SOURCE TEXT:

======

From: Slobodan Blazeski on
On Mar 10, 10:17 pm, Hugh Aguilar <hughaguila...(a)yahoo.com> wrote:
> On Mar 9, 11:53 pm, Paul Donnelly <paul-donne...(a)sbcglobal.net> wrote:
>
> > Hugh Aguilar <hughaguila...(a)yahoo.com> writes:
> > > I wrote a program to crack a linear-congruential encryption system in
> > > both Factor and Forth and obtained these times on my laptop:
> > > assembly-language     17 seconds
> > > SwiftForth            22 seconds
> > > Factor      9 minutes 14 seconds
> > > I expect that Common Lisp would be even worse than Factor, although I
> > > haven't tried it yet.
>
> > Why do you expect that? CL compilers are several decades more mature
> > than Factor's compiler.
>
> I shouldn't have said that I expected Common Lisp to be worse than
> Factor, as I had no reason to believe that. If a language doesn't
> support mixed-precision integer arithmetic however, then I would
> expect it to be worse than Forth --- and I've never heard of any
> language other than Forth providing this feature. Factor has a variety
> of different number types including rationals, and it can cast between
> these as necessary, but this is still not mixed-precision arithmetic.
> For mixed-precision, you have to be able to multiply two single-
> precision integers to produce a double-precision product. Slava did
> tell me that he was disturbed by the poor showing of Factor in regard
> to LC53 and that he would upgrade the compiler to handle integer
> arithmetic better. This was some time ago, so Factor may now be able
> to do better than I have described above.
>
> The LC53 program is very short and simple. I would be interested in
> seeing a port of LC53 into Common Lisp for speed comparison purposes.

======

RECORD SET:
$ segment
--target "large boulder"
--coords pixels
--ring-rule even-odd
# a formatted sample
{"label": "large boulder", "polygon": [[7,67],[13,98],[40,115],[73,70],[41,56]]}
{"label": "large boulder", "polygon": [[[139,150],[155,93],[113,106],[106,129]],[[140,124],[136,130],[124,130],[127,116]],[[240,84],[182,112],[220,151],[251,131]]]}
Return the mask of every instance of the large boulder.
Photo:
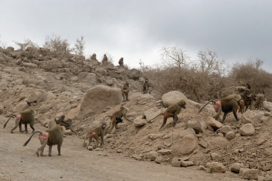
{"label": "large boulder", "polygon": [[122,102],[120,89],[98,85],[86,92],[77,116],[83,119],[100,113],[107,106],[115,106]]}
{"label": "large boulder", "polygon": [[132,68],[128,72],[128,78],[134,80],[138,80],[142,76],[142,72],[140,71]]}
{"label": "large boulder", "polygon": [[165,107],[177,103],[181,99],[186,99],[183,93],[176,91],[173,91],[166,93],[161,97],[161,100]]}
{"label": "large boulder", "polygon": [[185,136],[176,143],[171,148],[172,153],[177,156],[190,154],[197,146],[195,136],[190,134]]}

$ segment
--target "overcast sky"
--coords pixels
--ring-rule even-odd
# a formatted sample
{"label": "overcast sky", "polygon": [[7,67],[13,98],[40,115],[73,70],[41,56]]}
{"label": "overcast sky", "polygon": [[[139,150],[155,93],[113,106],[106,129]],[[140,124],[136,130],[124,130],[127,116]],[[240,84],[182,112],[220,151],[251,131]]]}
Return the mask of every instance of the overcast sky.
{"label": "overcast sky", "polygon": [[133,68],[140,59],[161,62],[162,46],[178,44],[193,60],[208,49],[230,65],[260,59],[272,73],[272,1],[1,0],[0,6],[0,40],[8,45],[24,37],[42,44],[53,33],[73,44],[83,35],[86,53],[99,59],[108,52]]}

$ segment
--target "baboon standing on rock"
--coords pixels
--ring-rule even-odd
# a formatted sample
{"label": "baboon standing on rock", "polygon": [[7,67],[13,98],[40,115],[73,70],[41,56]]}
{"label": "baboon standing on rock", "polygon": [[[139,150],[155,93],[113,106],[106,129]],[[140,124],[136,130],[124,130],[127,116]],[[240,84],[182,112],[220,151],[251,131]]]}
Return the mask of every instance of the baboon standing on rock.
{"label": "baboon standing on rock", "polygon": [[[31,109],[26,111],[23,111],[20,113],[19,115],[17,115],[16,114],[14,114],[11,115],[8,119],[7,122],[4,125],[3,128],[5,128],[7,125],[7,124],[8,122],[8,121],[13,116],[15,116],[15,125],[11,129],[11,133],[14,133],[13,131],[16,128],[19,126],[19,131],[22,133],[25,131],[25,133],[28,133],[28,124],[29,124],[30,127],[33,131],[32,132],[33,132],[35,130],[35,129],[33,126],[34,123],[34,117],[36,115],[36,111],[32,109]],[[25,131],[22,131],[22,124],[24,125]]]}
{"label": "baboon standing on rock", "polygon": [[119,60],[118,63],[119,64],[119,65],[124,65],[124,58],[121,57],[120,59]]}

======

GOAL: From the text on Forth and Factor speed, copy out word for word everything from "From: Slobodan Blazeski" down to "tried it yet.".

ANSWER:
From: Slobodan Blazeski on
On Mar 10, 10:17 pm, Hugh Aguilar <hughaguila...(a)yahoo.com> wrote:
> On Mar 9, 11:53 pm, Paul Donnelly <paul-donne...(a)sbcglobal.net> wrote:
>
> > Hugh Aguilar <hughaguila...(a)yahoo.com> writes:
> > > I wrote a program to crack a linear-congruential encryption system in
> > > both Factor and Forth and obtained these times on my laptop:
> > > assembly-language     17 seconds
> > > SwiftForth            22 seconds
> > > Factor      9 minutes 14 seconds
> > > I expect that Common Lisp would be even worse than Factor, although I
> > > haven't tried it yet.